━━━━━ Task inputs

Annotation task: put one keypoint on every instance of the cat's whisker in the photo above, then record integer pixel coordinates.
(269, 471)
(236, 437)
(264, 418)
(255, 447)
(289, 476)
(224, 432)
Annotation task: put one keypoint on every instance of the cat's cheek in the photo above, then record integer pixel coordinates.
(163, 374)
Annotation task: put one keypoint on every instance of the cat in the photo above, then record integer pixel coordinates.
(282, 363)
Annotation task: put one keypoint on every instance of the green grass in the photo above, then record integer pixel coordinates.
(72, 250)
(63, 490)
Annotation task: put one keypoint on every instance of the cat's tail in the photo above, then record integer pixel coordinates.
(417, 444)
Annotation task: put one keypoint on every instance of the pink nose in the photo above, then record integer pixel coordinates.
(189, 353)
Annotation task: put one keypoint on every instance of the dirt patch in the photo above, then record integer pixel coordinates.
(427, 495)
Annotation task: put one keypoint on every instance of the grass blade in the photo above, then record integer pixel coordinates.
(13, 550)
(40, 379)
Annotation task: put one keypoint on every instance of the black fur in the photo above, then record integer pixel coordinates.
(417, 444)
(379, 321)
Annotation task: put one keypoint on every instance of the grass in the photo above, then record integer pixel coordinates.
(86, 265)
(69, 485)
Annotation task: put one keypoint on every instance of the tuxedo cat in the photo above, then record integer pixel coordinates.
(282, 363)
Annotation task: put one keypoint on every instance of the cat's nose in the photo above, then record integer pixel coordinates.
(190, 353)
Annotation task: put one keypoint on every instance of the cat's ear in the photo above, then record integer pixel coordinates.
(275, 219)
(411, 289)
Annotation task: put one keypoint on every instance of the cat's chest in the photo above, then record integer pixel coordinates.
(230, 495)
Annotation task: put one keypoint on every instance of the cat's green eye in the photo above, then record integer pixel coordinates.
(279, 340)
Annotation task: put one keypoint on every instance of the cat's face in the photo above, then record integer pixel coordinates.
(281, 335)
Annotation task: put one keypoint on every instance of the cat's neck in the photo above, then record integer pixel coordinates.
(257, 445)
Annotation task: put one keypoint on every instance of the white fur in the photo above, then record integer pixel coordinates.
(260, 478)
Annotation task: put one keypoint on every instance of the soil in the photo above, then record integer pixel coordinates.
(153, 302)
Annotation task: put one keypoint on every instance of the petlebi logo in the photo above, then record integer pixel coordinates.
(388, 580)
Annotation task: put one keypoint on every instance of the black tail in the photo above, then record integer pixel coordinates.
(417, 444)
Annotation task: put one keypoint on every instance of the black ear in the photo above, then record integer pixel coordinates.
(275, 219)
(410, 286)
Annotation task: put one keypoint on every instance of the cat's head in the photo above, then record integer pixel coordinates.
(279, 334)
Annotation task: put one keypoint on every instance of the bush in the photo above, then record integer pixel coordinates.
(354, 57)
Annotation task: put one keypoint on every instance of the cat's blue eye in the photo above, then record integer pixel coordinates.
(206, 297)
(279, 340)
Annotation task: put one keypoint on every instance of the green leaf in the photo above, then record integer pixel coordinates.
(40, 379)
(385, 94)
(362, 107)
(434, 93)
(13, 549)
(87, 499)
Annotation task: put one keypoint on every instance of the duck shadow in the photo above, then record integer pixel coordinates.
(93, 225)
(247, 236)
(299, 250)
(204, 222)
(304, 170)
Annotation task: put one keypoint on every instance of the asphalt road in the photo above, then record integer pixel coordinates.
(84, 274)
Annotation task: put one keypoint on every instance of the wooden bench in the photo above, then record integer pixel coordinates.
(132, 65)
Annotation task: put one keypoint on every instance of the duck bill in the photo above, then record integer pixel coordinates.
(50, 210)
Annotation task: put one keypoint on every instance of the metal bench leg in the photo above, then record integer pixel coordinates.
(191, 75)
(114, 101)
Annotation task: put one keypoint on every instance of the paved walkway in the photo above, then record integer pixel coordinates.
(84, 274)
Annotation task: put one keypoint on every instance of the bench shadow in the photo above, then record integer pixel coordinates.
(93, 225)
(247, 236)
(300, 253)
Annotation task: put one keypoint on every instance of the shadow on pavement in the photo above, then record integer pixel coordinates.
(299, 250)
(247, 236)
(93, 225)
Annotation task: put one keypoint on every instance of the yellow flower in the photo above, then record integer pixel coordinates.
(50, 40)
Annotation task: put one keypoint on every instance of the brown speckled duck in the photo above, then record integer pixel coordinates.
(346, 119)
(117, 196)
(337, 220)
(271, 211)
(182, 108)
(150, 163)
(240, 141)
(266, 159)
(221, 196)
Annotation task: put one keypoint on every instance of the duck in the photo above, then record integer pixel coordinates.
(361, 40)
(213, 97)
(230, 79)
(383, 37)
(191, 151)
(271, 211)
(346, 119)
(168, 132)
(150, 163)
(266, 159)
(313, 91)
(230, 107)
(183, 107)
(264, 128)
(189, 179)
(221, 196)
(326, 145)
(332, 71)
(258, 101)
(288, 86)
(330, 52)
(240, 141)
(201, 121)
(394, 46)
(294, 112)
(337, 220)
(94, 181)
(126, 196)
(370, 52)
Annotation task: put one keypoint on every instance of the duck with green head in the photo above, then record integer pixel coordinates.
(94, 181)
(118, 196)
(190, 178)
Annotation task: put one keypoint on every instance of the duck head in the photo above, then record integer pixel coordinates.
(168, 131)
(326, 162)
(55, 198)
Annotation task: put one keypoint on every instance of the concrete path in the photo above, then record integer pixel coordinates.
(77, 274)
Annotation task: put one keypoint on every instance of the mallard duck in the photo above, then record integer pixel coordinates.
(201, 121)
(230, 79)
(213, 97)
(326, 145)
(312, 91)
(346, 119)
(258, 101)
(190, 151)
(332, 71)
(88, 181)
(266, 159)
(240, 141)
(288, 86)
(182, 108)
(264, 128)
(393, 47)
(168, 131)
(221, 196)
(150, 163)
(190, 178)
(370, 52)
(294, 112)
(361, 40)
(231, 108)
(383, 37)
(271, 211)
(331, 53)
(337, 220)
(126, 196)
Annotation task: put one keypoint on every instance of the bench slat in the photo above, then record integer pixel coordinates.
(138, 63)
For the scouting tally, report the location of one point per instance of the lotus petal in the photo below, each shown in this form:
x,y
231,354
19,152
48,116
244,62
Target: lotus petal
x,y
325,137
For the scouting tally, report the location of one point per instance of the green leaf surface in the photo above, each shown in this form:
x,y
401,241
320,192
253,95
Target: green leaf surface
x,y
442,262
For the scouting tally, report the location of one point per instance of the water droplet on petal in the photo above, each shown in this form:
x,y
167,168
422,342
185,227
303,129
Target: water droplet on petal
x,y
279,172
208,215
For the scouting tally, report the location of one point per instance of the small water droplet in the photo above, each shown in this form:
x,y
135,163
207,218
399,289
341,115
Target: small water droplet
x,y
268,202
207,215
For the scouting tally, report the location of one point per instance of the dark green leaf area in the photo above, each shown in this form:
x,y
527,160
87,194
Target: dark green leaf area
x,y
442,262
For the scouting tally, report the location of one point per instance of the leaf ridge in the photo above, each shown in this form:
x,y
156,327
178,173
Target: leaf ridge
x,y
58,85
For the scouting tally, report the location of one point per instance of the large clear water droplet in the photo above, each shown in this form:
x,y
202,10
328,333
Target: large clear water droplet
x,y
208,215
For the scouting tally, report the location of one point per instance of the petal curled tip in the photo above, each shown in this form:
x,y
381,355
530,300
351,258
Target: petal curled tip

━━━━━━━━━━

The problem: Return the records in full. Omit nothing.

Exercise answer:
Annotation task: put one keypoint on every instance of the cat's whisker in the photo above, then record integer pixel coordinates.
(269, 471)
(236, 437)
(264, 418)
(255, 447)
(289, 476)
(224, 432)
Annotation task: put one keypoint on every instance of the cat's cheek in the photo above, then record integer pixel coordinates.
(163, 374)
Annotation task: put one keypoint on every instance of the cat in the photo above, then record integer pixel coordinates.
(282, 363)
Annotation task: put one keypoint on every instance of the green grass in the photo above, then record integer pixel coordinates.
(72, 250)
(63, 490)
Annotation task: put one keypoint on every instance of the cat's tail in the photo above, then record integer pixel coordinates.
(417, 444)
Annotation task: put one keypoint on every instance of the pink nose in the photo above, then record integer pixel coordinates.
(189, 353)
Annotation task: put one keypoint on every instance of the dirt patch in the photo above, then record integer pixel coordinates.
(427, 495)
Annotation task: put one keypoint on every instance of the grass blade in the photo above, then record integer pixel coordinates.
(13, 550)
(40, 379)
Annotation task: put one keypoint on every instance of the black fur in the photo above, then record integer pixel coordinates.
(417, 444)
(379, 321)
Annotation task: put one keypoint on every instance of the grass in the photo above, then record integer pixel coordinates.
(86, 265)
(69, 485)
Annotation task: put one keypoint on every instance of the tuxedo cat in the photo above, then record integer pixel coordinates.
(282, 363)
Annotation task: put one keypoint on every instance of the cat's nose in the photo above, then record integer pixel coordinates.
(190, 353)
Annotation task: put one keypoint on every instance of the cat's ear in the photo above, then record integer pixel coordinates.
(275, 219)
(411, 289)
Annotation task: put one keypoint on every instance of the cat's chest in the photo above, then record integer pixel coordinates.
(230, 495)
Annotation task: put one keypoint on every instance of the cat's green eye in the photo above, then record integer pixel coordinates.
(279, 340)
Annotation task: put one keypoint on every instance of the cat's face in the photo above, then record integer pixel coordinates.
(281, 335)
Annotation task: put one keypoint on every instance of the cat's neck in the photo above, then record integer pixel coordinates.
(257, 445)
Annotation task: put one keypoint on every instance of the white fur in the photo above, then record integer pixel coordinates.
(260, 478)
Annotation task: put one keypoint on every instance of the soil in the photo above, then record integer pixel coordinates.
(153, 302)
Annotation task: put one keypoint on every instance of the petlebi logo in the photo above, then record integer pixel coordinates.
(388, 580)
Annotation task: put one keypoint on every instance of the black tail in the photo above, then record integer pixel coordinates.
(417, 444)
Annotation task: put one keypoint on every instance of the black ear in the photo above, then record integer pixel coordinates.
(275, 219)
(410, 286)
Annotation task: put one keypoint on every instance of the cat's head in the photo above, then record integer pixel coordinates.
(279, 334)
Annotation task: put one keypoint on every instance of the bush in the photo above, then record integer pixel coordinates.
(354, 57)
Annotation task: put one keypoint on every instance of the cat's blue eye in the photo above, then record integer pixel coordinates.
(206, 297)
(279, 340)
Annotation task: put one keypoint on every instance of the green leaf in the photo above, then record integer pixel coordinates.
(40, 379)
(385, 94)
(362, 107)
(434, 93)
(13, 549)
(87, 499)
Annotation task: put one keypoint on every instance of the duck shadow in the photo above, then record integer pixel coordinates.
(93, 225)
(247, 236)
(299, 250)
(204, 222)
(304, 170)
Annotation task: put one keypoint on every instance of the asphalt road in the photo above, then record integer pixel coordinates.
(84, 274)
Annotation task: put one keypoint on every instance of the wooden bench in the photo above, then record integer pixel coordinates.
(132, 65)
Annotation task: put one keypoint on every instance of the duck bill in the photo above, then record integer pixel coordinates.
(50, 210)
Annotation task: put one keypoint on every instance of the metal bench leg in the photo above, then record integer pixel coordinates.
(191, 75)
(114, 101)
Annotation task: put one keypoint on every instance of the paved walkway in the photo above, then record integer pixel coordinates.
(84, 274)
Annotation task: put one keypoint on every instance of the bench shadow in the photo above, then record integer pixel coordinates.
(93, 225)
(247, 236)
(300, 253)
Annotation task: put one keypoint on every instance of the shadow on pavement in the photo above, then record integer pixel coordinates.
(299, 250)
(247, 236)
(93, 225)
Annotation task: put one keypoint on every instance of the yellow flower in the photo above, then record integer pixel coordinates.
(50, 40)
Annotation task: put one keypoint on every instance of the brown speckled duck in the photo above, then record integer pixel coordinates.
(346, 119)
(117, 196)
(337, 220)
(271, 211)
(182, 108)
(150, 163)
(240, 141)
(266, 159)
(221, 196)
Annotation task: put one keypoint on every instance of the duck in the photo above, then record integer pixel coordinates.
(361, 40)
(213, 97)
(230, 79)
(383, 37)
(191, 151)
(271, 211)
(346, 119)
(168, 132)
(150, 163)
(266, 159)
(313, 91)
(230, 107)
(183, 107)
(264, 128)
(189, 179)
(221, 196)
(326, 145)
(332, 71)
(258, 101)
(288, 86)
(330, 52)
(240, 141)
(201, 121)
(394, 46)
(294, 112)
(337, 220)
(94, 181)
(126, 196)
(370, 52)
Annotation task: put one keypoint on every instance of the duck with green head in the photo above, then record integer pixel coordinates.
(94, 181)
(118, 196)
(190, 178)
Annotation task: put one keypoint on every instance of the duck head in the photo above, then record integer pixel coordinates.
(168, 131)
(326, 162)
(55, 198)
Annotation task: put one keypoint on every instance of the concrete path in the photo above, then record integer pixel coordinates.
(77, 274)
Annotation task: put one keypoint on every instance of the mallard duck in the photo above, then record integer pixel coordinates.
(201, 121)
(230, 79)
(213, 97)
(326, 145)
(312, 91)
(346, 119)
(258, 101)
(190, 151)
(332, 71)
(88, 181)
(266, 159)
(240, 141)
(288, 86)
(182, 108)
(264, 128)
(393, 47)
(168, 131)
(221, 196)
(150, 163)
(190, 178)
(370, 52)
(294, 112)
(361, 40)
(231, 108)
(383, 37)
(271, 211)
(331, 53)
(337, 220)
(126, 196)
Annotation task: put one keypoint on every instance of the bench slat in the photo above, then record integer pixel coordinates.
(138, 63)
For the scouting tally, report the location of one point per instance of the lotus petal in the photo below, each shown in this form:
x,y
231,354
19,152
48,116
244,62
Target: lotus petal
x,y
325,137
For the scouting tally, report the location of one point per instance of the green leaf surface in the photo above, each shown in this form:
x,y
401,241
320,192
253,95
Target: green leaf surface
x,y
442,262
For the scouting tally, report the location of one point per instance of the water droplet on petal in the photo above, each shown in this form:
x,y
167,168
422,342
185,227
303,129
Target: water droplet on petal
x,y
279,172
208,215
For the scouting tally, report the location of one point per instance of the small water droplet in the photo above, each shown in this form:
x,y
135,163
207,218
399,289
341,115
Target: small water droplet
x,y
268,202
207,215
For the scouting tally, report the location of one point per instance of the dark green leaf area in the photo above, each shown in this form:
x,y
527,160
87,194
Target: dark green leaf area
x,y
442,262
For the scouting tally, report the location of one point per instance of the leaf ridge in the photo above, each shown in this form:
x,y
156,327
178,173
Target: leaf ridge
x,y
58,85
For the scouting tally, report the location of one point per instance of the large clear water droplet in the photo above, each shown in this form:
x,y
202,10
328,333
Target: large clear water droplet
x,y
208,215
For the scouting tally, report the location of one point per instance of the petal curled tip in the photo above, each shown in this form:
x,y
381,355
530,300
351,258
Target: petal curled tip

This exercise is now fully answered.